- _Document excerpt_
In general, medical expenses for which you have not been reimbursed are tax deductible.
These expenses have to be considered "ordinary," such as medical insurance premiums, dental treatment, laser eye surgery, eyeglasses and medications. Other allowable expenses can include psychotherapy, fertility treatments, smoking cessation expenses, crutches, long-term care, vasectomy and transplants. The list includes many other medical treatments and expenses.
Some items are not tax deductible, such as maternity clothing, cosmetic surgery, controlled substances and funeral expenses. This list includes babysitting, dance lessons, electrolysis, diaper services, household help, non-prescription medications and hair transplants.
Using Form 1040 and Schedule A, include your total medical expenses. You will have to show written proof, so keep all receipts from bills and medical payments. If you have any amounts that have already been reimbursed, deduct those from the total you want to claim as a deduction--these are not allowed to be claimed as taxable medical expenses. Medical expenses must exceed 7.5 per cent of your adjusted gross income. If you can, try to "concentrate" your medical expenses in alternating years, allowing you to claim a tax deduction every other year.
You can claim expenses incurred by your dependent parent; simply add their expenses to your own medical expenses as part of your itemised deductions.
The IRS will only consider your parent to be your dependent if you cover half of your parent's support in any year. Even if you can't claim your parent as your dependent by IRS tax rules, if you pass the "support test" just mentioned, you can include the medical expenses you paid for your parent. You will still need to meet the 7.5 per cent of adjusted gross income in order to claim your parent's expenses.
If you are fortunate to still have your grandparents living, you can claim their medical expenses in the same way as you can claim your dependent parent's. If your parents or grandparents reside in a continuing-care retirement community, and you pay for their expenses while they live there, you can qualify to write this expense off on your taxes. If your parents or grandparents have long-term-care insurance and you make the premium payments on that insurance, you can include age-based premium amounts as a part of your tax deductions.
If your employer gives you the opportunity to participate in a health-care flexible spending account (FSA), you can contribute a part of your income to this FSA. Submit proof to the IRS that you've got qualified medical expenses, and you can receive a tax-free FSA reimbursement check. What you're doing is covering your expenses with pretax dollars, allowing you to be able to forget about qualifying for medical care tax deductions under the 7.5 per cent rule. If you don't participate in your employer's health insurance plan, but instead have your own private health insurance, you can still benefit. Open a Health Savings Account; remember, you would have to buy a high-deductible health plan. Now you can now make tax-deductible contributions to your HSA.

- _Problems and tasks_
1. Transcribe the portion of the medical tax deduction text between "In general, medical" and "treatments and expenses.", inclusive.
2. According to the medical tax deduction text, what share of adjusted gross income must medical expenses exceed?

- _Extracted information_
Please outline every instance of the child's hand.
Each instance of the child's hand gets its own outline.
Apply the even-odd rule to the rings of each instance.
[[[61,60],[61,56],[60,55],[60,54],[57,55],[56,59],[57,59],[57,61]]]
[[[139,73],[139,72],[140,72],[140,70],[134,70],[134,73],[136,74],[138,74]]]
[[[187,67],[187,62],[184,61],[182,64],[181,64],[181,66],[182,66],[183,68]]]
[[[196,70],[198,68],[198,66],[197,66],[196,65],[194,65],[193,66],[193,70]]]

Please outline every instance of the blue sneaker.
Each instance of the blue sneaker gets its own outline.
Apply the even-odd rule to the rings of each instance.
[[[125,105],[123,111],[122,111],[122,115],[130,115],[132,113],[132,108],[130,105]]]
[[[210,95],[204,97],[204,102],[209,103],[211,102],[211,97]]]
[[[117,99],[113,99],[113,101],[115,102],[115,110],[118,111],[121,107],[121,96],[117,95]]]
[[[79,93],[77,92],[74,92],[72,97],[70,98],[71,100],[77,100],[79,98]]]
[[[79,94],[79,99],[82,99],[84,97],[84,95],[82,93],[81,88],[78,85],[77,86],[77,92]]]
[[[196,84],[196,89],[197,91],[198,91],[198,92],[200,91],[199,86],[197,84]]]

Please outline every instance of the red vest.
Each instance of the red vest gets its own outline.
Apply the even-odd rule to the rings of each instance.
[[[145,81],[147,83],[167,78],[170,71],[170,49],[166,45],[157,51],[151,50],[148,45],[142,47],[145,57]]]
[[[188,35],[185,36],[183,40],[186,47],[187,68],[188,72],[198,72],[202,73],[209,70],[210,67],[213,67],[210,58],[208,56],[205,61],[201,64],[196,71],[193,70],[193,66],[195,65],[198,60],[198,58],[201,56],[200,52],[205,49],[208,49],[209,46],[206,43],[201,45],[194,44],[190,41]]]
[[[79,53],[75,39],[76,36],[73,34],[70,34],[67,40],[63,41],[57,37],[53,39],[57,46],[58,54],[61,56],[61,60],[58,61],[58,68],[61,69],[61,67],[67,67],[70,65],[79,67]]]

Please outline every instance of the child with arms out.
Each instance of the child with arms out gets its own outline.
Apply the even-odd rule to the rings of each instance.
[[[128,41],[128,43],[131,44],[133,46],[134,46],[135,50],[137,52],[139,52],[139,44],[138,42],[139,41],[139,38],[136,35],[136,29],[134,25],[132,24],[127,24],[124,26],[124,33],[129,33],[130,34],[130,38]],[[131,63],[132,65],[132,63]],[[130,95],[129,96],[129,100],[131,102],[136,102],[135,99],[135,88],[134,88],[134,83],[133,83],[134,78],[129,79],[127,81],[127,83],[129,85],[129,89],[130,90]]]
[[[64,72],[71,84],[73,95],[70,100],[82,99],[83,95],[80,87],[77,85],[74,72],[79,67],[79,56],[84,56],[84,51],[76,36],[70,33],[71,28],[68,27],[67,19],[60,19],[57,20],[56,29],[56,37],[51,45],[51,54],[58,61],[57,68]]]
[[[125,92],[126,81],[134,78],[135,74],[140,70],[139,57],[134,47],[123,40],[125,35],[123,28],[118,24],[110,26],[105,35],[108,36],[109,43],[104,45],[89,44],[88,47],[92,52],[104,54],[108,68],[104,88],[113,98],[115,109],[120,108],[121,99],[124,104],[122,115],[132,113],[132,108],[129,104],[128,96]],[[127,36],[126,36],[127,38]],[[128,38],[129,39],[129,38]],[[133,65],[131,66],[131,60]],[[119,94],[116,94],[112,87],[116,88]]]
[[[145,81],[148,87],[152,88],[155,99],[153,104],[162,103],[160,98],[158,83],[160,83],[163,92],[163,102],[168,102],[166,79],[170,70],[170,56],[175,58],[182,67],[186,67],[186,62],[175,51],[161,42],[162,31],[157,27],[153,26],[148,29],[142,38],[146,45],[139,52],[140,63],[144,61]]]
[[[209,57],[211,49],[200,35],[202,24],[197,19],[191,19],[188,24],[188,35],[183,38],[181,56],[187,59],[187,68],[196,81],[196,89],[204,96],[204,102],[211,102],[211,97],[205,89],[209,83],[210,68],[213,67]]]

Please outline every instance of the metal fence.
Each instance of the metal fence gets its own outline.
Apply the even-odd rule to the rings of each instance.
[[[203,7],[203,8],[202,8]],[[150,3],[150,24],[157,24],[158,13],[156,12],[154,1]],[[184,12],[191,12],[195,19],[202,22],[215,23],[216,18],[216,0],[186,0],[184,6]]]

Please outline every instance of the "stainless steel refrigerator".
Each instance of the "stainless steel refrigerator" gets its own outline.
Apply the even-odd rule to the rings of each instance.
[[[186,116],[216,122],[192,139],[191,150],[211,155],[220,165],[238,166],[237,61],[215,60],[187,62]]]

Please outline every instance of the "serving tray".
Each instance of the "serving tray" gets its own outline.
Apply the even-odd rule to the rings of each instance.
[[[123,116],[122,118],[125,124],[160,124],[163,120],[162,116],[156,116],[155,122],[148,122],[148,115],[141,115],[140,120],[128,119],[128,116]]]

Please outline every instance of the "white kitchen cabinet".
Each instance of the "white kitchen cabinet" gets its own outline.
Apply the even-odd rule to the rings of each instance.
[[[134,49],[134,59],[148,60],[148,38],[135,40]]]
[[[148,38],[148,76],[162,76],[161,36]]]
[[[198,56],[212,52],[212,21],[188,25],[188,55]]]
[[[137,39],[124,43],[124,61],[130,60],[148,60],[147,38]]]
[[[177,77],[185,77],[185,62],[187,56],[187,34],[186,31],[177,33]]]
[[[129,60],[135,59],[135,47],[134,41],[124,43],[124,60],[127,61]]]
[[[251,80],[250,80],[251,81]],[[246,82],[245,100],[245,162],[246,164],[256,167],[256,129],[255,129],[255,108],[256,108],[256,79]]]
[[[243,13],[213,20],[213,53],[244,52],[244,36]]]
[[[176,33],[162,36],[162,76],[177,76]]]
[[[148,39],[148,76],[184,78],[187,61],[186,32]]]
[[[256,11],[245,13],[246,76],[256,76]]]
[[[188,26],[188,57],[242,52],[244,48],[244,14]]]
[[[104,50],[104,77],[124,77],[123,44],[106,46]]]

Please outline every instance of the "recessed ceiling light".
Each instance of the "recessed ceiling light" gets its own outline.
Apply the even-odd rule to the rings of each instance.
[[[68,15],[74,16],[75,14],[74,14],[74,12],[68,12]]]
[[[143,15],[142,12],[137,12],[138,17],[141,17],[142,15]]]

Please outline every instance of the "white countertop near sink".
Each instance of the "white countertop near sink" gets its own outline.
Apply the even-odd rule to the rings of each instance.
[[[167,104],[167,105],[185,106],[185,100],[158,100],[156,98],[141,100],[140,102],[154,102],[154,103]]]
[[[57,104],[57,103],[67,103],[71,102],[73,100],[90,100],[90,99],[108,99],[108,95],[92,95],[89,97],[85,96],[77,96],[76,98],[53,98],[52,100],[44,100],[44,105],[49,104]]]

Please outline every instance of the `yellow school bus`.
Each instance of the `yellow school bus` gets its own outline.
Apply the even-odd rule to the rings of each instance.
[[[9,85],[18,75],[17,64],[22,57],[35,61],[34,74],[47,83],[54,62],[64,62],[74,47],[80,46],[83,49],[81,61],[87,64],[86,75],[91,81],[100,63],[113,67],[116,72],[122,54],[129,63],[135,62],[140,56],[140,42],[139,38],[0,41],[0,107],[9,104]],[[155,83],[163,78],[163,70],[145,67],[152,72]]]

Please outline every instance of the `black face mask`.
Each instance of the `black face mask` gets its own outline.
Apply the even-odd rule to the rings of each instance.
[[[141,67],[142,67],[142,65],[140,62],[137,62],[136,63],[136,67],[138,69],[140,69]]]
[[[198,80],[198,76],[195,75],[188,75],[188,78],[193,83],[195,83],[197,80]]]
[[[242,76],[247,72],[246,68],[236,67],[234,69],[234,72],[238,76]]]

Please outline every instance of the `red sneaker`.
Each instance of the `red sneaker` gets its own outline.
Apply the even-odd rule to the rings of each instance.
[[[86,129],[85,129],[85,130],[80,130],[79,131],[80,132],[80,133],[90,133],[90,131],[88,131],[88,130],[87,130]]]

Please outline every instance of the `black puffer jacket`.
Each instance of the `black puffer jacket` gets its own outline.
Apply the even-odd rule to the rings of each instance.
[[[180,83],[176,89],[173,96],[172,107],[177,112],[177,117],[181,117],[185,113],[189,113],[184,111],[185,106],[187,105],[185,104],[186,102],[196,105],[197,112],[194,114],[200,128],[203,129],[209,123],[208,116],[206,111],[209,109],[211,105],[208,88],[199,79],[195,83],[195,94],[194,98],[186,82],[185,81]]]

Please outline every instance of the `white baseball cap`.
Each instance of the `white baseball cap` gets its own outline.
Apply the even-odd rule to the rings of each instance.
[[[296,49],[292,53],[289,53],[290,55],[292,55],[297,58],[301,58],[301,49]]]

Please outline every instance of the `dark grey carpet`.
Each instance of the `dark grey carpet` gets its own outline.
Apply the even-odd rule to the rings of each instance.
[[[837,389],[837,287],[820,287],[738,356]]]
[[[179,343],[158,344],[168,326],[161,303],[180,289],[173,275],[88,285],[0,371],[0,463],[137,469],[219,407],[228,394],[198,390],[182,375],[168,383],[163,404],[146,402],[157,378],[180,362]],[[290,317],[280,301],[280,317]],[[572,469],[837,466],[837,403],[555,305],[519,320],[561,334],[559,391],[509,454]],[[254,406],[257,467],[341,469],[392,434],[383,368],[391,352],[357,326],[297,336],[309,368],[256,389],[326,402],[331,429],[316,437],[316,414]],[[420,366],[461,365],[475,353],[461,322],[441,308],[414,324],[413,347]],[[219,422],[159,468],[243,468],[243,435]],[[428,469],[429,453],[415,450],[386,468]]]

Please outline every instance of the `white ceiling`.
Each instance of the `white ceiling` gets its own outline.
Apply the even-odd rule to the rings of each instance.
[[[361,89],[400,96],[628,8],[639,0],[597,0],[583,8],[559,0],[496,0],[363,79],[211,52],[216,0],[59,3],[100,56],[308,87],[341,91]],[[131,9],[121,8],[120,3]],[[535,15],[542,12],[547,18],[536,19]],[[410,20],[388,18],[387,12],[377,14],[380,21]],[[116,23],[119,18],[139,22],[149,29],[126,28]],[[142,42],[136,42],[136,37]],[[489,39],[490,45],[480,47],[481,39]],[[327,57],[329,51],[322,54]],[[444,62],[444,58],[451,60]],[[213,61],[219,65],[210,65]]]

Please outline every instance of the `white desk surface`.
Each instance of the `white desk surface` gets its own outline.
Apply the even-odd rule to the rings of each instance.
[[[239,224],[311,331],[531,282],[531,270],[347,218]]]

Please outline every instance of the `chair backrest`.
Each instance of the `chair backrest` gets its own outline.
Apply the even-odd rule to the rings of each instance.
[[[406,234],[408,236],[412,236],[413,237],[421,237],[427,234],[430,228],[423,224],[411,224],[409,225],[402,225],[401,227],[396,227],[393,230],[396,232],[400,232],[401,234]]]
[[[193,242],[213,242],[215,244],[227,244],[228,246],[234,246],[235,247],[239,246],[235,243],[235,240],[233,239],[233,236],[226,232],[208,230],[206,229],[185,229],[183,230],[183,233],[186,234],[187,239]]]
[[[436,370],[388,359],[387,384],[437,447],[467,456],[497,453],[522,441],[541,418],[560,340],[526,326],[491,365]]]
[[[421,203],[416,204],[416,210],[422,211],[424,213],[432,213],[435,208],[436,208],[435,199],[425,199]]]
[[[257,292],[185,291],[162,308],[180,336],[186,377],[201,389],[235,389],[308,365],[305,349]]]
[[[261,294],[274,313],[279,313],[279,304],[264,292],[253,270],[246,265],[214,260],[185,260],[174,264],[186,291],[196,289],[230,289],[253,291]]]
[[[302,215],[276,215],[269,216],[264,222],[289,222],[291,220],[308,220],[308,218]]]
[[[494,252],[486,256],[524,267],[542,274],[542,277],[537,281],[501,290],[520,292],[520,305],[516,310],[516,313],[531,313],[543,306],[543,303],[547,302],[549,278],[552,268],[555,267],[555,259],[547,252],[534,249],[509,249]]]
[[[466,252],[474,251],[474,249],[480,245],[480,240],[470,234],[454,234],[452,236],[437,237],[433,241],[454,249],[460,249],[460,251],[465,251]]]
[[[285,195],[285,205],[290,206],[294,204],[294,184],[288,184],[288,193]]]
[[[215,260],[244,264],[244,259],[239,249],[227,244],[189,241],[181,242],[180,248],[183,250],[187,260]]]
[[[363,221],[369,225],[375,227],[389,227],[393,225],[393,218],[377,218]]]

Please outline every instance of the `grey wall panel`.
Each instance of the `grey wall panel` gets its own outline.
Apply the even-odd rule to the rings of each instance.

- _Answers to the problems_
1.
In general, medical expenses for which you have not been reimbursed are tax deductible.
These expenses have to be considered "ordinary," such as medical insurance premiums, dental treatment, laser eye surgery, eyeglasses and medications. Other allowable expenses can include psychotherapy, fertility treatments, smoking cessation expenses, crutches, long-term care, vasectomy and transplants. The list includes many other medical treatments and expenses.

2. 7.5 percent of adjusted gross income.